#### Task item
From the rows below, pull out every line that contains the string "positive", matching case exactly.

#### Dataset excerpts
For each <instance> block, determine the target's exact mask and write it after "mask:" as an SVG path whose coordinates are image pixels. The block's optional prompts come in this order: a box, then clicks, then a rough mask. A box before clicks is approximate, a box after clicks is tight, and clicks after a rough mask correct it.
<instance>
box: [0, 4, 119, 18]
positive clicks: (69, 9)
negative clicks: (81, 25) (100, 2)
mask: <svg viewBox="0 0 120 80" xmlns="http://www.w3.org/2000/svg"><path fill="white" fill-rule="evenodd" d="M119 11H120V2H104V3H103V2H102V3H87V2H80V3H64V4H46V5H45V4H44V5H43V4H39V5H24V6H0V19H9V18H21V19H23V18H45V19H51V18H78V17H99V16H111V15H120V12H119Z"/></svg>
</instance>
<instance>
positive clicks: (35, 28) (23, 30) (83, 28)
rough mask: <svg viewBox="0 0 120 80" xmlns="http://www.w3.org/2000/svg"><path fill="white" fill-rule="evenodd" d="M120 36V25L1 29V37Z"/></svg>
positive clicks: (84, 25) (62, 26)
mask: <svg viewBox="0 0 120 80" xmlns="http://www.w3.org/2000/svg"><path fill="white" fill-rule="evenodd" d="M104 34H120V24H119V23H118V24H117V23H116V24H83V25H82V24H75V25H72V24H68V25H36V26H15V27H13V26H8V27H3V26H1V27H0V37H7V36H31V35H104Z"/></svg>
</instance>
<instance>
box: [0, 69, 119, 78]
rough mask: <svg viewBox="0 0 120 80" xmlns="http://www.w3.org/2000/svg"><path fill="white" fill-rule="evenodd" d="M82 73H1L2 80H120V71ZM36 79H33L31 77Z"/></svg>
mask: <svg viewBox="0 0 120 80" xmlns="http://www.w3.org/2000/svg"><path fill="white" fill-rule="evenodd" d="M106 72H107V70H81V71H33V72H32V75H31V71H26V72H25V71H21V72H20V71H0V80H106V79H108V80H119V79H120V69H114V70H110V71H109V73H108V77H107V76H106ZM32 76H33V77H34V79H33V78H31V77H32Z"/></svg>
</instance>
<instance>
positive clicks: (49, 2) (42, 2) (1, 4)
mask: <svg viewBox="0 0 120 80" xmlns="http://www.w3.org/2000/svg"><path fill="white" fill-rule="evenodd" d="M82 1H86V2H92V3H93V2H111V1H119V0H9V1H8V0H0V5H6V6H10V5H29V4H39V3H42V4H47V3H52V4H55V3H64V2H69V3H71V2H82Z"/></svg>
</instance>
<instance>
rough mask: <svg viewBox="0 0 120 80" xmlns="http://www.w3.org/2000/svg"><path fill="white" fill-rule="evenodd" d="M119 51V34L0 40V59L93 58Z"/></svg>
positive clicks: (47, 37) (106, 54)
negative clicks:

#### Exercise solution
positive clicks: (69, 9)
positive clicks: (35, 28) (23, 30) (83, 28)
positive clicks: (84, 25) (62, 26)
positive clicks: (49, 2) (42, 2) (1, 4)
positive clicks: (47, 37) (106, 54)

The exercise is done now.